Rewrite all of the data below, changing every "integer pixel coordinates" to "whole-number pixel coordinates" and keeping everything else the same. Omit the pictures from your answer.

## begin DATA FOR THIS TASK

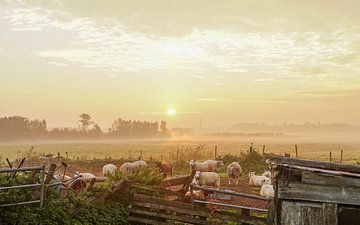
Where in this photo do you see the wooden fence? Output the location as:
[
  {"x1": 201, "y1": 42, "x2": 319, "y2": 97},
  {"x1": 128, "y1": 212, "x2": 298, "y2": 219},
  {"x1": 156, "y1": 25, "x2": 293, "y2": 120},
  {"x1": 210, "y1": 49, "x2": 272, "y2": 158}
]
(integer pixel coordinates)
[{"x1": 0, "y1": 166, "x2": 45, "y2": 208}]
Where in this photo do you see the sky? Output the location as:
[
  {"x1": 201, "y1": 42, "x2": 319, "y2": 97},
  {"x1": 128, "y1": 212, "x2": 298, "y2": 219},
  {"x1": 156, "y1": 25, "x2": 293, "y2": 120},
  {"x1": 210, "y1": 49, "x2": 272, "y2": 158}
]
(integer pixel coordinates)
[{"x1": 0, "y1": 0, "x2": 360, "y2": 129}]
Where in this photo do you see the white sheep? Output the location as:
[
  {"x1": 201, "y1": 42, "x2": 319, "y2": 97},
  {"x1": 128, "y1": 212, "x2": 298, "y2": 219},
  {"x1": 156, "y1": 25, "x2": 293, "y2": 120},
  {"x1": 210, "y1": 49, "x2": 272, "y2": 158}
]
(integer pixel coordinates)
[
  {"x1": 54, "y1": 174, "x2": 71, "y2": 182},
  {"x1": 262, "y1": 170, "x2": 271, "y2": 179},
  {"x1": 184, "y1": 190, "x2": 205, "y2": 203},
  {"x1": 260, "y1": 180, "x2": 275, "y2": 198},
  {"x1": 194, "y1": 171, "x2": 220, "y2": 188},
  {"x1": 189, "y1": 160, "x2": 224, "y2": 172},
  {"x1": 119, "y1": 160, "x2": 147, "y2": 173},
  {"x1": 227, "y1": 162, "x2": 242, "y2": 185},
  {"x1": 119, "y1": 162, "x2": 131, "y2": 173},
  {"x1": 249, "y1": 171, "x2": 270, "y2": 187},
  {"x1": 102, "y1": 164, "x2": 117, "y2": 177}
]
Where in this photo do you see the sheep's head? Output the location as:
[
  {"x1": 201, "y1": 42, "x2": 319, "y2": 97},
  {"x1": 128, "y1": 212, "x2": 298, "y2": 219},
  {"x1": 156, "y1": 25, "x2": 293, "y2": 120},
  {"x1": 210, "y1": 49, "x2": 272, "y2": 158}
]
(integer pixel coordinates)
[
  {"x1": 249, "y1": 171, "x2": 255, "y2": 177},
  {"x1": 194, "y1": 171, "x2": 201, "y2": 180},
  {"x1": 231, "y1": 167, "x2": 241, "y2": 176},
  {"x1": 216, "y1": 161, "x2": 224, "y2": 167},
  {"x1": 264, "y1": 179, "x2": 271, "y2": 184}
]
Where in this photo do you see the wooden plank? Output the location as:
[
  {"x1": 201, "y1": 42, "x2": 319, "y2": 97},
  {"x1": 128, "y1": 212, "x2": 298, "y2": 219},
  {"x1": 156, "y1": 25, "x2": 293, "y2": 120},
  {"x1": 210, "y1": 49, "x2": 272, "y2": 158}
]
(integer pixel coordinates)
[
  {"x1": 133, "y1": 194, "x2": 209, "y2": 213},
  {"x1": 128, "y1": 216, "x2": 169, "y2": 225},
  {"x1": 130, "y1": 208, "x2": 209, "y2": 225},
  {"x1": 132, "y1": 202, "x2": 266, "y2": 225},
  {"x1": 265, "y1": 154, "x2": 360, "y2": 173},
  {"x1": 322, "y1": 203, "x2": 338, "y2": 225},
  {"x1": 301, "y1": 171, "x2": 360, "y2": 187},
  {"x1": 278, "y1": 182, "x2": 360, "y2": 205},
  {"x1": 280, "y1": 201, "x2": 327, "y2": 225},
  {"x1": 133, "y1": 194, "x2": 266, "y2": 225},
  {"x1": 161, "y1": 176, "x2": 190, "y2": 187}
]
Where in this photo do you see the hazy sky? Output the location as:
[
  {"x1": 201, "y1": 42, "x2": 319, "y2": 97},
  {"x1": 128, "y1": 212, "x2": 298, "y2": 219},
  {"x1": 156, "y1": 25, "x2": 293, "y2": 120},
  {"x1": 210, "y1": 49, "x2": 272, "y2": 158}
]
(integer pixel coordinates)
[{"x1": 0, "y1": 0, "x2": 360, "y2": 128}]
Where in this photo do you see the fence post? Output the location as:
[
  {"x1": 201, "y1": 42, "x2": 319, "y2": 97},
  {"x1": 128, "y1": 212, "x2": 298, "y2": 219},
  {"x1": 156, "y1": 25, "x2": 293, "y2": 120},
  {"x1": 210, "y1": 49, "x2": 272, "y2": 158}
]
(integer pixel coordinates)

## end DATA FOR THIS TASK

FINISHED EXERCISE
Where in this photo do you see the wooden fence? Output the location as:
[
  {"x1": 201, "y1": 42, "x2": 319, "y2": 97},
  {"x1": 128, "y1": 212, "x2": 298, "y2": 219},
  {"x1": 156, "y1": 25, "x2": 293, "y2": 120},
  {"x1": 210, "y1": 49, "x2": 272, "y2": 158}
]
(whole-number pixel coordinates)
[{"x1": 0, "y1": 166, "x2": 45, "y2": 208}]
Where in this photo do you see the sky? Output the location as:
[
  {"x1": 201, "y1": 42, "x2": 319, "y2": 97},
  {"x1": 128, "y1": 212, "x2": 298, "y2": 219},
  {"x1": 156, "y1": 25, "x2": 293, "y2": 120},
  {"x1": 210, "y1": 49, "x2": 272, "y2": 158}
]
(whole-number pixel coordinates)
[{"x1": 0, "y1": 0, "x2": 360, "y2": 129}]
Where in this photo do you see the white sheep? Output the location as:
[
  {"x1": 201, "y1": 42, "x2": 319, "y2": 97},
  {"x1": 128, "y1": 212, "x2": 298, "y2": 219},
  {"x1": 156, "y1": 25, "x2": 293, "y2": 120},
  {"x1": 210, "y1": 49, "x2": 272, "y2": 158}
]
(whole-number pixel coordinates)
[
  {"x1": 54, "y1": 174, "x2": 71, "y2": 182},
  {"x1": 262, "y1": 170, "x2": 271, "y2": 179},
  {"x1": 184, "y1": 190, "x2": 205, "y2": 203},
  {"x1": 260, "y1": 180, "x2": 275, "y2": 198},
  {"x1": 194, "y1": 171, "x2": 220, "y2": 188},
  {"x1": 189, "y1": 160, "x2": 224, "y2": 172},
  {"x1": 119, "y1": 160, "x2": 147, "y2": 173},
  {"x1": 227, "y1": 162, "x2": 242, "y2": 185},
  {"x1": 119, "y1": 162, "x2": 131, "y2": 173},
  {"x1": 249, "y1": 171, "x2": 270, "y2": 187},
  {"x1": 102, "y1": 164, "x2": 117, "y2": 177}
]
Where in this photo do you see the sheep's head? Output the location as:
[
  {"x1": 201, "y1": 42, "x2": 319, "y2": 97},
  {"x1": 128, "y1": 212, "x2": 298, "y2": 219},
  {"x1": 156, "y1": 25, "x2": 293, "y2": 120},
  {"x1": 210, "y1": 49, "x2": 272, "y2": 158}
]
(whole-number pixel coordinates)
[
  {"x1": 249, "y1": 171, "x2": 255, "y2": 177},
  {"x1": 194, "y1": 171, "x2": 201, "y2": 180},
  {"x1": 231, "y1": 167, "x2": 241, "y2": 176},
  {"x1": 216, "y1": 161, "x2": 224, "y2": 167},
  {"x1": 264, "y1": 179, "x2": 271, "y2": 184}
]
Where in this photo do you see the wooden plank? Output the location as:
[
  {"x1": 201, "y1": 42, "x2": 319, "y2": 97},
  {"x1": 128, "y1": 212, "x2": 298, "y2": 219},
  {"x1": 156, "y1": 25, "x2": 293, "y2": 120},
  {"x1": 210, "y1": 49, "x2": 272, "y2": 158}
]
(whole-number pixel coordinates)
[
  {"x1": 133, "y1": 194, "x2": 209, "y2": 213},
  {"x1": 128, "y1": 216, "x2": 169, "y2": 225},
  {"x1": 130, "y1": 208, "x2": 209, "y2": 225},
  {"x1": 132, "y1": 202, "x2": 266, "y2": 225},
  {"x1": 265, "y1": 154, "x2": 360, "y2": 173},
  {"x1": 322, "y1": 203, "x2": 338, "y2": 225},
  {"x1": 301, "y1": 171, "x2": 360, "y2": 187},
  {"x1": 278, "y1": 182, "x2": 360, "y2": 205},
  {"x1": 280, "y1": 201, "x2": 327, "y2": 225},
  {"x1": 133, "y1": 194, "x2": 266, "y2": 225},
  {"x1": 161, "y1": 176, "x2": 190, "y2": 187}
]
Where in this photo do you see the hazy sky? Output the location as:
[
  {"x1": 201, "y1": 42, "x2": 319, "y2": 97},
  {"x1": 128, "y1": 212, "x2": 298, "y2": 219},
  {"x1": 156, "y1": 25, "x2": 293, "y2": 120},
  {"x1": 210, "y1": 49, "x2": 272, "y2": 158}
]
(whole-number pixel coordinates)
[{"x1": 0, "y1": 0, "x2": 360, "y2": 128}]
Where in this photo do you see the fence post? Output the location as:
[
  {"x1": 201, "y1": 42, "x2": 319, "y2": 97},
  {"x1": 128, "y1": 212, "x2": 298, "y2": 219},
  {"x1": 156, "y1": 25, "x2": 293, "y2": 120},
  {"x1": 210, "y1": 49, "x2": 272, "y2": 158}
]
(whole-number pixel coordinates)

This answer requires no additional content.